> _ABOUT THIS TASK_:
Reproduce the passage about rain word for word, starting at "This is all" and ending at "blue Roshe Ones.".

> _EXCERPT PROVIDED_:
= = = =
It’s been raining a lot where I live. And amid the melancholy one may be susceptible to in such weather, I look out my office window and lament the ever-flooding parking lot. Visions pour in that seem predictable and pathetically first world — all wet socks and upholstery, scored by sounds of the squishy. It is torrential, this storm, and that universal sound the rain makes when it falls from a mile above and connects against glass while you sit in the comfort of an insulated and protected space, it hypnotizes my all-too-willing senses. What follows is a relaxed mode where any negative feelings or guilt are overrun by a Garfield-after-a-tray-of-lasagna state of sleepiness (somewhere, between the rain, the “Medication time” music from One Flew Over the Cuckoo’s Nest is orchestrated within my over-mediated skull. It is, rather, meditation time as a lethargic concoction of laymen philosophy, nostalgia and curiosity of other potential life paths emerge. I love my wife, but what if Jill-from-4th-grade and I had really made a go of it… That sort of thing).

This is all billions of light-years away from the ever-increasing workload stacking up in my desktop. The explosion of e-mail alerts that must be popping up on my monitor like supernovae, science tells us their light will take eons to reach these new mental shores. It is in this natural state that I find myself these last few rain-soaked days thinking more and more about The Leftovers and less about the inevitability of wet socks in my navy blue Roshe Ones.
= = = =
> _RECORDED INFORMATION_:
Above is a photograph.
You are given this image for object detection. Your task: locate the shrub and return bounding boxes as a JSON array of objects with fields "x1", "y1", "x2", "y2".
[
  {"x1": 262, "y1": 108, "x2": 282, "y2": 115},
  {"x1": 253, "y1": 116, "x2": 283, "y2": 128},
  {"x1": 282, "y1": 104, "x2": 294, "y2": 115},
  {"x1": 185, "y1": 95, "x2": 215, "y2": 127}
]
= = = =
> _ANSWER BOX_:
This is all billions of light-years away from the ever-increasing workload stacking up in my desktop. The explosion of e-mail alerts that must be popping up on my monitor like supernovae, science tells us their light will take eons to reach these new mental shores. It is in this natural state that I find myself these last few rain-soaked days thinking more and more about The Leftovers and less about the inevitability of wet socks in my navy blue Roshe Ones.